Exercise objective: According to the text about John Dingell's life, in what year was he drafted into the Army?

Supplied text:
□ □ □ □ □

Former Rep. John Dingell, a Michigan Democrat who holds the record for the longest service in Congress, died Thursday at the age of 92. Dingell was elected to his first term in 1955 during Dwight Eisenhower’s presidency, and he retired in 2015 when Barack Obama was in the White House. During his long tenure, Dingell rose to become one of the most powerful committee chairs in congressional history, though he would end up losing his gavel on the Energy and Commerce Committee twice. In his last years, Dingell became known for his entertaining tweets, where he mocked Donald Trump, celebrities, the poor performance of his favorite Michigan sports teams, and himself.
Dingell was the son of John Dingell Sr., who narrowly won a Detroit-based House seat in the 1932 Democratic landslide ushered in by Franklin Roosevelt and the Great Depression. The younger Dingell followed his father to Washington a few years later when he became a House page in 1938. He was even on the floor on Congress on Dec. 8, 1941, when Roosevelt gave his “Day of Infamy” speech that called for a declaration of war against Japan in response to the attack on Pearl Harbor the previous day.
Dingell remained a page for a few more years, but in 1944, after he turned 18, he was drafted into the Army. The future congressman recounted in a 2006 interview that he “did an array of unimportant things in the military,” but that he was supposed to be among the first American soldiers to take part in the planned invasion of Japan in 1945. Dingell said that he “had my orders to go when [President Harry] Truman dropped the bomb on the Japanese, and that ended World War II.”

□ □ □ □ □

Material supplied:
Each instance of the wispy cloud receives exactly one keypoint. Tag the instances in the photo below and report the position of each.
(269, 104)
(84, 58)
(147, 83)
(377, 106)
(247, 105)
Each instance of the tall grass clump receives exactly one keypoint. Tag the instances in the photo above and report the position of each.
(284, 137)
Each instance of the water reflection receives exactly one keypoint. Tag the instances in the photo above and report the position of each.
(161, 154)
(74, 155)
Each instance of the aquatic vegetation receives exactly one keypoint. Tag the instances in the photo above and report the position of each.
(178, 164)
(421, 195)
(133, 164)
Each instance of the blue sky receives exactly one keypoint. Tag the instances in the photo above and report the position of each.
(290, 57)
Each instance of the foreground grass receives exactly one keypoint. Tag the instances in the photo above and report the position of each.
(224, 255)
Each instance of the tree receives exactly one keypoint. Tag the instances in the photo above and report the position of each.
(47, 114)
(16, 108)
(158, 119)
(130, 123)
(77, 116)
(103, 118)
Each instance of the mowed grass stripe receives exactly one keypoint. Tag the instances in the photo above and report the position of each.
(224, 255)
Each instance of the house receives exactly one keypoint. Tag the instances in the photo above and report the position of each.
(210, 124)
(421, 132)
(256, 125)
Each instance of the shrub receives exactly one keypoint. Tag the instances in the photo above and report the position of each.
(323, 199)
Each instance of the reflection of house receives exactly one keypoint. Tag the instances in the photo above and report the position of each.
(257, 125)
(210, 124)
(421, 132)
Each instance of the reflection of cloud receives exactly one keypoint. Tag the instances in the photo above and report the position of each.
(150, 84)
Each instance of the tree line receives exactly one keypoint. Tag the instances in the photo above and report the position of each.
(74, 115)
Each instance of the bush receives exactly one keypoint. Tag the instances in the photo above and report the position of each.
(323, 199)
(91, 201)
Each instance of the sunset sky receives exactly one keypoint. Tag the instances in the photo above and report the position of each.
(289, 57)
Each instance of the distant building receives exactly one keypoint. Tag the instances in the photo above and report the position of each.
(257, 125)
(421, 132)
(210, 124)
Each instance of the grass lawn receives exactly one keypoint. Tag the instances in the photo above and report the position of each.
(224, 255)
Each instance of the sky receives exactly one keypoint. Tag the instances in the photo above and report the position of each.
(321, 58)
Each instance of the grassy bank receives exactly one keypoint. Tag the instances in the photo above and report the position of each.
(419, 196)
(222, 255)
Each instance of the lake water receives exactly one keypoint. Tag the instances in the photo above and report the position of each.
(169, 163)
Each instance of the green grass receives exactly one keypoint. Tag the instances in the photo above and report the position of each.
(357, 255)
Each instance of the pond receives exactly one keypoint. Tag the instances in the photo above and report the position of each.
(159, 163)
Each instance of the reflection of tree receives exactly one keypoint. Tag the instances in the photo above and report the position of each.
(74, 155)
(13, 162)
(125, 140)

□ □ □ □ □

Response to this exercise: 1944, after he turned 18.